*TASK INSTRUCTIONS:*
Pull out every line of the material below that contains the string "windshield".
— START OF MATERIALS PROVIDED —
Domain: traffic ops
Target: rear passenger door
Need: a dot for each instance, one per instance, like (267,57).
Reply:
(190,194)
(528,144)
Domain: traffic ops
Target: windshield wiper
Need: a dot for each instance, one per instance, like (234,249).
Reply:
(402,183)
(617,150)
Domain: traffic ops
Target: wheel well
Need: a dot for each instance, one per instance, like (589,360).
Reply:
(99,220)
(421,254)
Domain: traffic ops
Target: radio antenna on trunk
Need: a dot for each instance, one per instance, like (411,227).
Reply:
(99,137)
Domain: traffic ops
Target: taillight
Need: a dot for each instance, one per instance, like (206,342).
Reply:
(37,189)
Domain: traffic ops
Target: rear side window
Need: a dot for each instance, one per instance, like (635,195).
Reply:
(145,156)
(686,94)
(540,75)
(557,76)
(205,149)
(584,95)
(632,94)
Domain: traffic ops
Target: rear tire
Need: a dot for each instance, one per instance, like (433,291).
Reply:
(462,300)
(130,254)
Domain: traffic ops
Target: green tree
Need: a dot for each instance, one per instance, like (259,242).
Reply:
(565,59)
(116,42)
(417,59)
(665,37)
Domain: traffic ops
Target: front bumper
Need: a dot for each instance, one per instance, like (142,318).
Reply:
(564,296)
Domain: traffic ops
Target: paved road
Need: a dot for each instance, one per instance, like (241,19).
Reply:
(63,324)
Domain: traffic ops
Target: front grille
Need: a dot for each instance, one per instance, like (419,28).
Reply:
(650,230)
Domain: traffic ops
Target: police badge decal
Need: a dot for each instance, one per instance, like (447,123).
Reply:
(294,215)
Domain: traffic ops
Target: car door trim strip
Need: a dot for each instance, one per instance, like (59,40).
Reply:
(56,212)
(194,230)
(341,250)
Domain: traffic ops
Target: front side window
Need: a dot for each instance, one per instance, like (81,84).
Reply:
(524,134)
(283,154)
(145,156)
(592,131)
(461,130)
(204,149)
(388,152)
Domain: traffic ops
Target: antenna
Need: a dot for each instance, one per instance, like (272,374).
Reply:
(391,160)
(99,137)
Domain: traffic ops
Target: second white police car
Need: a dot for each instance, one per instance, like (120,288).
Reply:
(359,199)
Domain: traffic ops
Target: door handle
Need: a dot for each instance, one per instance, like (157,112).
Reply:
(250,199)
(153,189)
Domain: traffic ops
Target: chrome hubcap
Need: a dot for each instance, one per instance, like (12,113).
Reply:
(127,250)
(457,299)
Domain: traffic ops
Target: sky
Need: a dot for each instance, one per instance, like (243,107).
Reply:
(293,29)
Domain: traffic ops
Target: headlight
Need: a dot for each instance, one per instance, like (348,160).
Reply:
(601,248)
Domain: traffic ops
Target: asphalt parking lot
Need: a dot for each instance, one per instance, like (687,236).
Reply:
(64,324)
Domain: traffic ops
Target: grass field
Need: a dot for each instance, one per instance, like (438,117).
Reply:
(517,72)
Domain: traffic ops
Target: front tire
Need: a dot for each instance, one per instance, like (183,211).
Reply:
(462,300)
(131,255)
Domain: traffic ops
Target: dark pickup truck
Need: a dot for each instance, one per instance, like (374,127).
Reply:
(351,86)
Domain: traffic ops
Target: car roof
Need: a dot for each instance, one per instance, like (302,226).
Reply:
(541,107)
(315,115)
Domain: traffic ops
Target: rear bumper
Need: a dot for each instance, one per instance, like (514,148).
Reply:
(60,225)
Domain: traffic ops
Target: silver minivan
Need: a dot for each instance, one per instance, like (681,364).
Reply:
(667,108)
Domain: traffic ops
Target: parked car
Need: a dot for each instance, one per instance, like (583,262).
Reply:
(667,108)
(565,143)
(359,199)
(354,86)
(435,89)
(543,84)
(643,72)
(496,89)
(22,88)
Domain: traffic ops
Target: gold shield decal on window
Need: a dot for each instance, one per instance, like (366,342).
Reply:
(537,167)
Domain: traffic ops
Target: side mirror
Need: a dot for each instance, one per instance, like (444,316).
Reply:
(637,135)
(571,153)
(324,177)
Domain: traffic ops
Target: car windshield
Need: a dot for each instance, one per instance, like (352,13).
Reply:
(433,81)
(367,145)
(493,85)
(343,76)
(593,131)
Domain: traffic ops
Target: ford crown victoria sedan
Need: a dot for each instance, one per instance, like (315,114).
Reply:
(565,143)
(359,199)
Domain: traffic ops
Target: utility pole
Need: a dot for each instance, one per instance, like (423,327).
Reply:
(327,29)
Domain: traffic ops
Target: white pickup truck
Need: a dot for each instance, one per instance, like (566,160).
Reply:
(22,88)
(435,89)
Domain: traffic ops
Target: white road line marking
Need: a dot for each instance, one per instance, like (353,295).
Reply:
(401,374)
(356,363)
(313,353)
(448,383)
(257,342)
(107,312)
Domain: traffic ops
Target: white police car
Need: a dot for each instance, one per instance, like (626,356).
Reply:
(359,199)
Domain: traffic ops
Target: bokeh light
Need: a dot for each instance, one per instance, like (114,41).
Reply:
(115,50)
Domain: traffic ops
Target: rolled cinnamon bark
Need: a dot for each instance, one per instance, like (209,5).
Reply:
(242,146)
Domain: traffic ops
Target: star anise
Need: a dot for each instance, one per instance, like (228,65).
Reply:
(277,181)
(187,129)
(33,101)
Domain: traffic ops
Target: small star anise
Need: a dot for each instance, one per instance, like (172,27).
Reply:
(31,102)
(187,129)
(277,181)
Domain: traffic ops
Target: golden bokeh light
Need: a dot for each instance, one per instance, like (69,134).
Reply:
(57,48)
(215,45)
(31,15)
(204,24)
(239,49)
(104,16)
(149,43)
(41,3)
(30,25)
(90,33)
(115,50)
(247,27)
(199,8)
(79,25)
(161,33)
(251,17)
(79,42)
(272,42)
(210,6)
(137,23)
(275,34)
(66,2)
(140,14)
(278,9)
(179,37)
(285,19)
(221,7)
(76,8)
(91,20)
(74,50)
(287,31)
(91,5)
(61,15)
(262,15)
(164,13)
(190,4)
— END OF MATERIALS PROVIDED —
*FULL ANSWER:*
Target: windshield wiper
Target: car windshield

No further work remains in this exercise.